--- DATA FOR ANALYSIS Enclosed Below ---
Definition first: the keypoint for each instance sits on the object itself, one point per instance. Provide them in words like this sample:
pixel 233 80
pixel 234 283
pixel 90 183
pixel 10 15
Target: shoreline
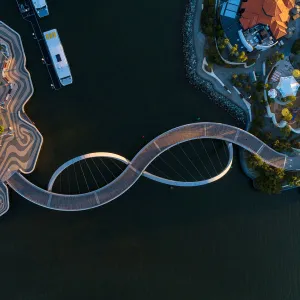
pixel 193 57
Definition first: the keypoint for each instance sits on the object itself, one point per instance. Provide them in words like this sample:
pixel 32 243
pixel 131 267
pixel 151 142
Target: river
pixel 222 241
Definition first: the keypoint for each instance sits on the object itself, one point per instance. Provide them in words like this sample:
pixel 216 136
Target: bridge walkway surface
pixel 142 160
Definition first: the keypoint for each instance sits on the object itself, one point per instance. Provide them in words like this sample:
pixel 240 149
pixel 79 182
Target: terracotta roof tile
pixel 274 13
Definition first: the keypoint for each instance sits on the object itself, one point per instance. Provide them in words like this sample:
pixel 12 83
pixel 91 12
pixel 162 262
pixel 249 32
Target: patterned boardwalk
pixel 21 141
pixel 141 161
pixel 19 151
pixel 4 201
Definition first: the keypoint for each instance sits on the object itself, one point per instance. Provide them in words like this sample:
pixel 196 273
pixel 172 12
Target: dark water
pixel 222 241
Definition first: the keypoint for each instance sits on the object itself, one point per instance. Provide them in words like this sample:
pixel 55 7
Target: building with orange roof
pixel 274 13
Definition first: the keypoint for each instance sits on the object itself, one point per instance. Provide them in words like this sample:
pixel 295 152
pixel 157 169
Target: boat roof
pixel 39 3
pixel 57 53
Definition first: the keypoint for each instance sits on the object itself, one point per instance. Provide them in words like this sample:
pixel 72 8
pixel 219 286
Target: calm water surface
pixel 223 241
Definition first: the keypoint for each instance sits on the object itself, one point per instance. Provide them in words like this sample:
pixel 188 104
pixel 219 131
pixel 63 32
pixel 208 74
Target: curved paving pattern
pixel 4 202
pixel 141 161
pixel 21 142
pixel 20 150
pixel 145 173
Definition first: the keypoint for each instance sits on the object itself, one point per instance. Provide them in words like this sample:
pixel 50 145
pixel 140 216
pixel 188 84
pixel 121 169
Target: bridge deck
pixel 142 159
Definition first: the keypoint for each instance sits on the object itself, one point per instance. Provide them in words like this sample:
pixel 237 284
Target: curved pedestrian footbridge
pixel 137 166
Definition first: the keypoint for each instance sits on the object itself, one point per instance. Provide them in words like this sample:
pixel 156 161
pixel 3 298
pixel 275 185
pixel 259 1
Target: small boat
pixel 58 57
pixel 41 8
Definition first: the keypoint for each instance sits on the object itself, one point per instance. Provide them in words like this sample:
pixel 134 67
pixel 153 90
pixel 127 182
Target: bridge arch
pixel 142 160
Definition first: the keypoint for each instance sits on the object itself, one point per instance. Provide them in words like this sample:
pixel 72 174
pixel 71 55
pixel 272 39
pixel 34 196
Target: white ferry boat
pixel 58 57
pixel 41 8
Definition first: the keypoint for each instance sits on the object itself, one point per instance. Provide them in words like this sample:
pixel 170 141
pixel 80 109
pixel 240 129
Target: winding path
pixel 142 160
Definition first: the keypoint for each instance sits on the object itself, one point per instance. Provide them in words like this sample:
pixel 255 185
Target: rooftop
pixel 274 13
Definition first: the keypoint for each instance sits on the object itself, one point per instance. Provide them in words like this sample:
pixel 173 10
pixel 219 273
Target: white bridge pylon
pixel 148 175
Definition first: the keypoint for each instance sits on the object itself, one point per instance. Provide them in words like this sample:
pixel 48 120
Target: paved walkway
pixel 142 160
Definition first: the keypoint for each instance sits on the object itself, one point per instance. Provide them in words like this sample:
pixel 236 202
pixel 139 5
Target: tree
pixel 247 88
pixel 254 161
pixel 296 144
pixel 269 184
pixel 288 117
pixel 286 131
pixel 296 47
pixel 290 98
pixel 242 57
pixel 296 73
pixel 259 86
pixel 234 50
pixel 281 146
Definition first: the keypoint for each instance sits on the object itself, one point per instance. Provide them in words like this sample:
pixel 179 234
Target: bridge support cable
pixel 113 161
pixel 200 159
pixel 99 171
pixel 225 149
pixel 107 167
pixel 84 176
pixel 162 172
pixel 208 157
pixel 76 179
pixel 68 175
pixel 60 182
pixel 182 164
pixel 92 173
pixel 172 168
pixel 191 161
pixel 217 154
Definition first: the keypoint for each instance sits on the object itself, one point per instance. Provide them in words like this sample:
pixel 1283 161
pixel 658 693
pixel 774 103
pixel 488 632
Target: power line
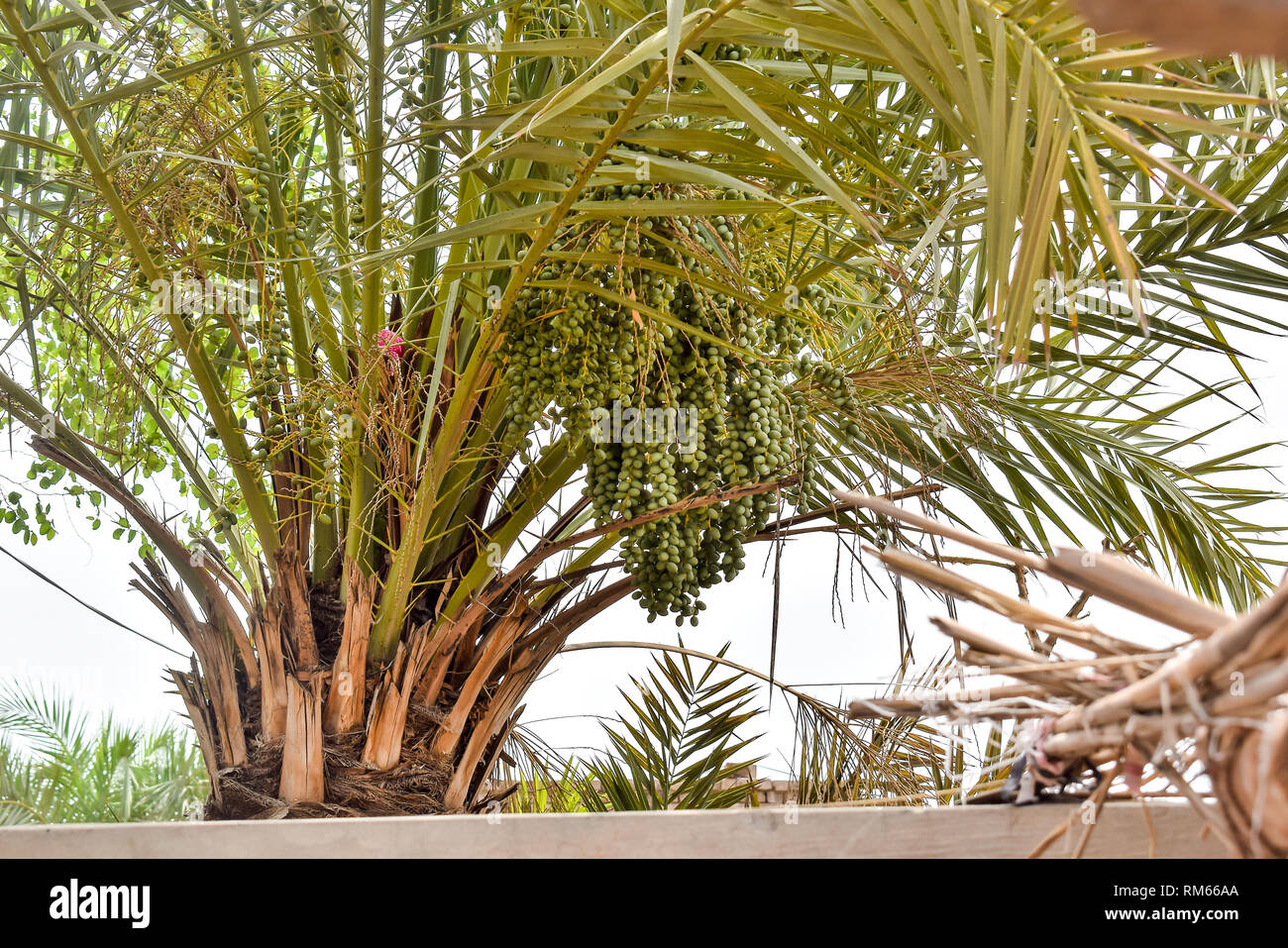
--- End of Enclosed DATA FOR ANALYSIS ---
## WORK INSTRUCTIONS
The records above must be output exactly, except for their pictures.

## TASK ANSWER
Definition first: the keypoint for each instance sits on the object itself, one point per instance. Provide them in words like this sample:
pixel 233 80
pixel 234 283
pixel 90 183
pixel 10 15
Target: shoreline
pixel 193 57
Definition first: the keypoint for each instance sits on the object itself, one point per instance. Provide them in words like this sample:
pixel 32 243
pixel 131 267
pixel 151 142
Target: river
pixel 222 241
Definition first: the keypoint for each instance sits on the object itself, one point per instance. Provide them in words like this sample:
pixel 216 136
Target: bridge walkway surface
pixel 142 160
Definition first: the keypoint for each instance sits on the object itself, one point per instance. Provide them in words like this sample:
pixel 240 149
pixel 79 182
Target: terracotta roof tile
pixel 274 13
Definition first: the keypoint for each instance sits on the object itself, one point per instance. Provide them in words like this sample:
pixel 12 83
pixel 91 12
pixel 162 262
pixel 249 32
Target: patterned boardwalk
pixel 21 141
pixel 141 161
pixel 19 151
pixel 4 201
Definition first: the keypoint for each instance sits on the object itself, one point per instance. Provide them in words like this sample:
pixel 196 273
pixel 172 12
Target: dark water
pixel 222 241
Definition first: the keypoint for each instance sits on the object itself, one point per instance. Provide them in words like this sample:
pixel 55 7
Target: building with orange roof
pixel 274 13
Definition first: the keypoint for each instance sits on the object itself, one point per instance. Provide them in words like this sample:
pixel 295 152
pixel 157 169
Target: boat roof
pixel 39 3
pixel 57 53
Definition first: the keypoint for each instance sits on the object itself, one point per instance. Provide them in words like this sample:
pixel 72 8
pixel 219 286
Target: calm water surface
pixel 223 241
Definition first: the keypoint for each instance sits on the object itself, one point per instance. Provide them in words like this sample:
pixel 188 104
pixel 219 131
pixel 63 32
pixel 208 74
Target: curved paving pattern
pixel 4 202
pixel 141 161
pixel 21 142
pixel 20 150
pixel 145 173
Definition first: the keypoint for each instance sits on the object itself, one point per instance. Provide them in words like this sample:
pixel 50 145
pixel 140 216
pixel 188 84
pixel 121 169
Target: bridge deck
pixel 142 159
Definition first: the keypoint for each instance sits on the object itself, one point per instance. Provide them in words like this sample:
pixel 237 284
Target: curved pedestrian footbridge
pixel 137 166
Definition first: the keypoint for each instance sits on the object itself, one point per instance. Provide them in words like this sample:
pixel 156 161
pixel 3 298
pixel 275 185
pixel 259 1
Target: small boat
pixel 58 57
pixel 41 8
Definition first: the keypoint for each instance sits on the object itself, one point per instance. Provide them in words like this sample:
pixel 134 67
pixel 153 90
pixel 127 182
Target: bridge arch
pixel 142 160
Definition first: the keypoint for each instance sits on the object itself, one point per instance. Provide them in words like this sample:
pixel 72 174
pixel 71 55
pixel 272 39
pixel 34 196
Target: white ferry boat
pixel 58 57
pixel 41 8
Definition first: the keypoint for each instance sits on the object itself, one point per instance. Provide them in words like this sample:
pixel 170 141
pixel 80 109
pixel 240 129
Target: winding path
pixel 142 160
Definition first: the keypoint for each instance sits on the object itself, one point per instance. Provide them in words like this sample:
pixel 255 185
Target: rooftop
pixel 274 13
Definition first: the keypoint for each instance sits on the object itself, one point per instance. Provide them in words like this sample:
pixel 173 10
pixel 219 273
Target: white bridge pylon
pixel 148 175
Definition first: the keypoint for each instance sits on the object itself, one point per instance. Provide them in words like this sample:
pixel 48 120
Target: paved walkway
pixel 142 160
Definition first: the keypoint for each instance sits on the object itself, one point per instance. Provide them in words like this sample:
pixel 236 202
pixel 139 5
Target: tree
pixel 247 88
pixel 254 161
pixel 296 144
pixel 269 184
pixel 288 117
pixel 286 131
pixel 296 47
pixel 290 98
pixel 242 57
pixel 296 73
pixel 259 86
pixel 234 50
pixel 281 146
Definition first: the keypoint for each instance sits on the object itself, one point per instance. Provide them in words like this sample:
pixel 179 234
Target: bridge support cable
pixel 113 161
pixel 200 159
pixel 99 171
pixel 225 149
pixel 107 167
pixel 84 176
pixel 162 172
pixel 208 157
pixel 76 179
pixel 68 175
pixel 60 182
pixel 182 164
pixel 92 173
pixel 172 168
pixel 191 161
pixel 217 154
Definition first: the keypoint for each instance sits on the object itself, one point per instance. Provide them in words like this sample:
pixel 1283 161
pixel 658 693
pixel 774 103
pixel 488 632
Target: power line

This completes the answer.